Given task
Reproduce the listing below word for word, from its first line to its last, leaving out the picture.
======
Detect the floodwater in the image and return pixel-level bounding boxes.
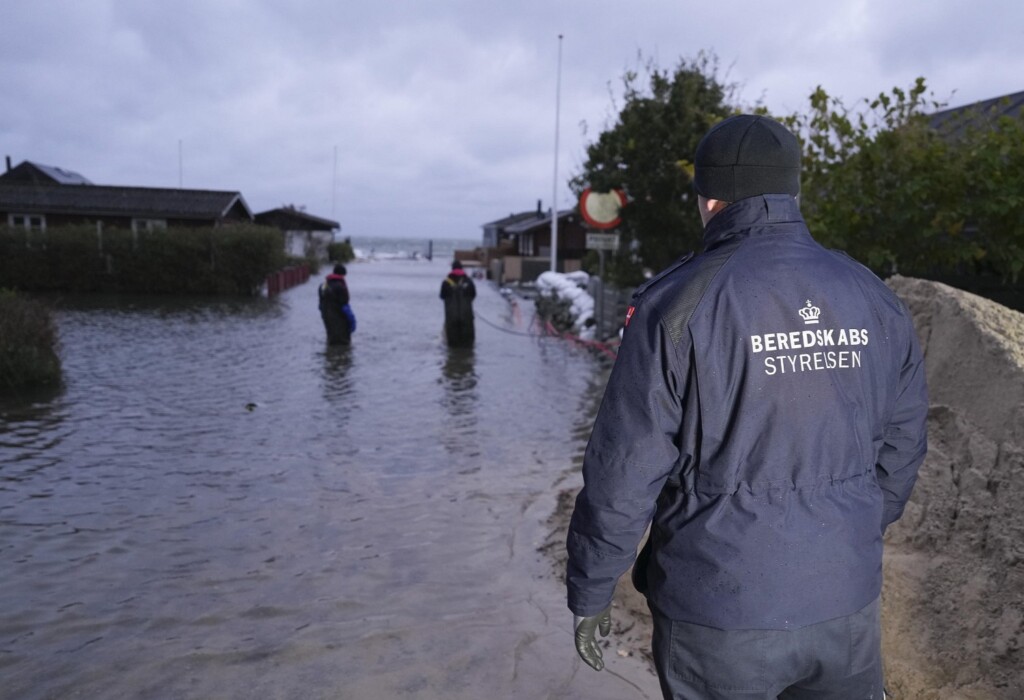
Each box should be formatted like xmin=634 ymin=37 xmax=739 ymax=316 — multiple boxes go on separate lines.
xmin=0 ymin=260 xmax=658 ymax=700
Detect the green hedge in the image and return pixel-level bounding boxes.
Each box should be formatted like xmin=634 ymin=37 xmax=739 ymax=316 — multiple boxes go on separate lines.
xmin=0 ymin=224 xmax=287 ymax=296
xmin=0 ymin=289 xmax=60 ymax=395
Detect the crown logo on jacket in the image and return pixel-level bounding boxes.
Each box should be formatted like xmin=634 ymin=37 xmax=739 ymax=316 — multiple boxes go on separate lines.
xmin=800 ymin=299 xmax=821 ymax=324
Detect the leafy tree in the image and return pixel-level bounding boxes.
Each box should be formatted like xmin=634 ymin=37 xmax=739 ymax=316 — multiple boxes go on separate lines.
xmin=784 ymin=78 xmax=1024 ymax=279
xmin=570 ymin=53 xmax=734 ymax=285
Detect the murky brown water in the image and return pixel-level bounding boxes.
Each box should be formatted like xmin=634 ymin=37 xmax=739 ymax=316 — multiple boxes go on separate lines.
xmin=0 ymin=261 xmax=658 ymax=700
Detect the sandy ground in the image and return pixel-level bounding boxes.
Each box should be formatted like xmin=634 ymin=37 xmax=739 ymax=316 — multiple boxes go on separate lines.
xmin=543 ymin=276 xmax=1024 ymax=700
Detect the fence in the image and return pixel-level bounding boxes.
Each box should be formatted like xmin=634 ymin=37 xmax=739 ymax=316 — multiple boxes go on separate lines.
xmin=266 ymin=265 xmax=309 ymax=297
xmin=587 ymin=276 xmax=633 ymax=340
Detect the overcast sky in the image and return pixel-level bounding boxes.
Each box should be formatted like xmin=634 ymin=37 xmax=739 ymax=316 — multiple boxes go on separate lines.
xmin=0 ymin=0 xmax=1024 ymax=238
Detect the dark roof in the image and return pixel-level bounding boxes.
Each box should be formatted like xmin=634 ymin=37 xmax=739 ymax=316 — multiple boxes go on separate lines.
xmin=483 ymin=210 xmax=545 ymax=228
xmin=0 ymin=181 xmax=252 ymax=220
xmin=0 ymin=161 xmax=92 ymax=184
xmin=505 ymin=209 xmax=575 ymax=233
xmin=256 ymin=207 xmax=341 ymax=231
xmin=928 ymin=92 xmax=1024 ymax=133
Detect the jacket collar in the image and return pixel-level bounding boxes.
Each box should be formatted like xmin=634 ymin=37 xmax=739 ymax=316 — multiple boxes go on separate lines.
xmin=703 ymin=194 xmax=806 ymax=251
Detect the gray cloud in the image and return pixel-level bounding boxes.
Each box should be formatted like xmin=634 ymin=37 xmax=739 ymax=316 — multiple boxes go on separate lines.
xmin=0 ymin=0 xmax=1024 ymax=237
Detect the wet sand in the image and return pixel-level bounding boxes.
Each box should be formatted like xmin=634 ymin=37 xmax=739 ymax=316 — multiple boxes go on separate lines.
xmin=544 ymin=276 xmax=1024 ymax=700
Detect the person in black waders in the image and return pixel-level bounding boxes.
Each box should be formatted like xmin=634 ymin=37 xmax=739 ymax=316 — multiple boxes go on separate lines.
xmin=441 ymin=260 xmax=476 ymax=348
xmin=318 ymin=263 xmax=355 ymax=345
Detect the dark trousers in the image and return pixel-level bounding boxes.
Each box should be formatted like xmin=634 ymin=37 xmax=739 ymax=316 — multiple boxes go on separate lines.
xmin=651 ymin=599 xmax=883 ymax=700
======
Result for this exercise
Detect the floodwater in the image and return pixel-level bounding boxes.
Each box should be formatted like xmin=634 ymin=37 xmax=739 ymax=316 — multiple boxes go on separate lines.
xmin=0 ymin=260 xmax=658 ymax=700
Detect the green hedge in the image and return pixel-level bounding boxes.
Each box should be formatted like xmin=634 ymin=37 xmax=739 ymax=316 — multiple boxes go on separate lines.
xmin=0 ymin=224 xmax=287 ymax=296
xmin=0 ymin=289 xmax=60 ymax=395
Detect the crown logo on jacket in the image and return pixel-level bounding boxes.
Each box should be formatted like xmin=634 ymin=37 xmax=739 ymax=316 — multiple boxes go on separate lines.
xmin=800 ymin=299 xmax=821 ymax=324
Detect the leafy tree in the image and return pixel-level bounding boxes.
Each box should be formatted like xmin=634 ymin=37 xmax=739 ymax=316 — multiple boxes go on separate lines.
xmin=784 ymin=78 xmax=1024 ymax=279
xmin=570 ymin=53 xmax=734 ymax=285
Detect the murky brown water in the image and return pixel-level bounding boxes.
Each box should be formatted like xmin=634 ymin=37 xmax=739 ymax=316 — multiple boxes go on separate lines.
xmin=0 ymin=261 xmax=658 ymax=700
Detect the sandy ground in the image and return pixel-level bounding boxes.
Each box should be formatted like xmin=634 ymin=37 xmax=739 ymax=316 — multiple boxes go on separate lines.
xmin=543 ymin=276 xmax=1024 ymax=700
Detect the fence in the image and return pixel-level bounding boxes.
Each box should be formatted like xmin=634 ymin=37 xmax=739 ymax=316 — multiple boxes go on separate lines.
xmin=266 ymin=265 xmax=309 ymax=297
xmin=587 ymin=276 xmax=633 ymax=340
Detect the overcast sky in the image and return pixel-level bounding boxes.
Each box should be formatted like xmin=634 ymin=37 xmax=739 ymax=316 — multiple boxes go on separate lines.
xmin=0 ymin=0 xmax=1024 ymax=238
Detect the dark roof in the image and return pixel-level bounding boxes.
Each box should be formatted like xmin=634 ymin=37 xmax=739 ymax=316 — multiple boxes go on separate lines.
xmin=483 ymin=210 xmax=545 ymax=228
xmin=0 ymin=181 xmax=252 ymax=220
xmin=0 ymin=161 xmax=92 ymax=184
xmin=505 ymin=209 xmax=575 ymax=233
xmin=256 ymin=207 xmax=341 ymax=231
xmin=928 ymin=92 xmax=1024 ymax=133
Detect the jacket collar in the image and return pixel-level bounding boxes.
Each box should be formatted like xmin=634 ymin=37 xmax=739 ymax=316 — multiple boxes go on separate lines.
xmin=703 ymin=194 xmax=806 ymax=251
Detect the gray cloud in the image and return pixel-level bounding boxes.
Each box should be formatted like xmin=634 ymin=37 xmax=739 ymax=316 — multiple boxes go on separate lines.
xmin=0 ymin=0 xmax=1024 ymax=237
Detect the wet sand in the image and return pixel-level bounding boxes.
Each box should be formatted like xmin=634 ymin=37 xmax=739 ymax=316 — multiple boxes go on separate lines.
xmin=544 ymin=276 xmax=1024 ymax=700
Detect the person in black waders in the image and return pixel-level bounding boxes.
Each box should be formatted like xmin=634 ymin=37 xmax=739 ymax=316 — multiple boxes go on separate lines.
xmin=441 ymin=260 xmax=476 ymax=348
xmin=318 ymin=263 xmax=355 ymax=345
Detect the dark trousers in the image and return pixel-level bounding boxes.
Each box should be formatted like xmin=634 ymin=37 xmax=739 ymax=316 — multiple boxes go on separate lines.
xmin=651 ymin=599 xmax=883 ymax=700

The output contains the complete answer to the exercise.